── Materials provided ──

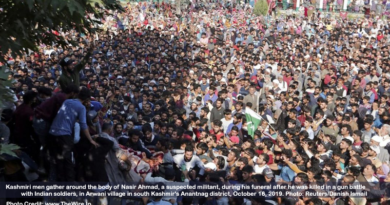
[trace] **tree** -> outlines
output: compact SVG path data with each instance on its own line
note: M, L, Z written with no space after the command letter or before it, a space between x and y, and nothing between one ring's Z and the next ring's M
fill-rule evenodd
M258 0L253 8L253 13L256 16L266 16L268 13L267 0Z
M37 45L53 42L67 47L71 39L58 35L58 31L75 29L89 34L98 30L104 9L121 9L116 0L0 0L0 62L6 65L7 55L20 55ZM94 18L91 18L94 17ZM0 71L0 107L13 98L7 86L7 68Z

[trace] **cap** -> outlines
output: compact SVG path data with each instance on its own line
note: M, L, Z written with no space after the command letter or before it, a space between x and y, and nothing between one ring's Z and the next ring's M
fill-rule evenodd
M215 171L217 170L217 165L215 165L213 162L209 162L206 165L204 165L204 168Z
M66 57L66 58L61 60L60 65L61 66L68 66L68 65L71 65L73 62L74 61L71 58Z
M272 170L270 168L265 168L263 170L263 175L267 178L273 178L274 177L274 173L272 172Z
M381 168L382 167L382 162L381 161L379 161L379 160L374 160L373 162L372 162L373 164L374 164L374 166L378 169L378 168Z
M240 139L237 136L230 137L230 141L233 142L234 144L240 143Z
M382 138L379 137L378 135L374 135L371 139L374 140L375 142L379 142L379 143L382 141Z
M352 142L352 144L355 142L355 140L353 140L353 138L352 138L352 137L350 137L350 136L348 136L348 137L345 137L344 139L347 139L347 140L351 141L351 142Z
M271 100L275 100L275 97L273 95L268 95L267 97L271 98Z
M118 75L118 77L116 77L116 79L122 79L123 77L121 75Z
M379 155L379 153L381 152L378 146L370 146L370 149L376 152L376 155Z

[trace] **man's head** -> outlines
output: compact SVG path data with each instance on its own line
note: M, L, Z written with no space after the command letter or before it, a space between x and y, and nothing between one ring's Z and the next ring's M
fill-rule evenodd
M232 149L227 157L227 162L235 162L240 157L240 152L236 149Z
M149 123L146 123L142 126L142 132L144 133L145 139L147 141L152 140L152 136L153 136L152 131L153 131L152 126Z
M242 179L244 181L250 181L253 174L253 167L250 165L246 165L245 167L242 168L241 171L242 171Z
M370 146L370 149L368 150L368 156L370 157L376 157L380 153L379 146Z
M112 124L104 123L102 126L102 131L110 135L112 133Z
M249 88L249 94L253 95L253 94L255 94L255 92L256 92L256 88L254 86L251 86Z
M365 177L372 177L376 173L376 167L372 164L367 164L363 168L363 175Z
M201 142L196 146L196 155L203 155L208 151L208 146L205 142Z
M217 102L216 102L216 107L219 109L220 107L222 107L222 103L223 103L223 99L222 98L218 98L217 99Z
M138 130L132 130L129 132L130 137L130 143L137 144L139 138L142 136L142 133Z
M83 103L83 105L89 106L89 104L90 104L90 102L91 102L91 92L89 91L88 88L82 87L82 88L80 89L78 98L79 98L80 101Z
M268 161L269 161L268 154L263 153L257 157L256 164L263 166L266 165Z
M37 95L38 93L34 91L27 91L27 93L23 95L23 103L28 105L33 104L37 99Z
M379 144L382 142L382 138L379 137L378 135L374 135L371 140L370 140L370 145L371 146L379 146Z
M184 161L186 162L191 161L193 155L194 155L194 148L192 146L186 146L186 148L184 149Z
M344 138L340 142L340 149L342 149L342 150L348 149L351 145L352 145L351 140Z
M121 134L123 131L123 126L120 123L115 124L115 133Z
M163 140L163 139L159 139L156 143L156 151L163 151L165 152L167 149L169 149L169 144L167 143L167 141Z
M73 65L74 60L72 60L70 57L66 57L61 60L60 66L64 68L66 71L69 73L73 72L74 65Z

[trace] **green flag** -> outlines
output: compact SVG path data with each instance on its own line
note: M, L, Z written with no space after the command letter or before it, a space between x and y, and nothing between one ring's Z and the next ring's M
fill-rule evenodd
M248 129L248 135L254 136L257 127L261 122L261 116L250 108L245 108L246 125Z

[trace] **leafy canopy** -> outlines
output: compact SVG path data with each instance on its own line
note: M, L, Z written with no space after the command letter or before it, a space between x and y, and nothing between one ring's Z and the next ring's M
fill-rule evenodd
M0 0L0 61L5 55L13 56L27 49L36 51L40 44L56 43L67 47L75 45L71 39L58 35L58 31L94 33L94 25L100 23L104 9L121 10L116 0ZM66 41L67 40L67 41ZM6 67L0 70L0 107L13 99L7 88L9 82Z
M23 48L53 42L66 46L63 32L75 29L81 33L94 32L95 18L103 16L103 9L119 9L116 0L0 0L0 45L2 53L20 53Z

───

Try it
Which lines above carry the string "outlines"? Copy those lines.

Solution
[trace] **tree** -> outlines
[trace] **cap** -> outlines
[trace] **man's head** -> outlines
[trace] **green flag** -> outlines
[trace] **leafy canopy** -> outlines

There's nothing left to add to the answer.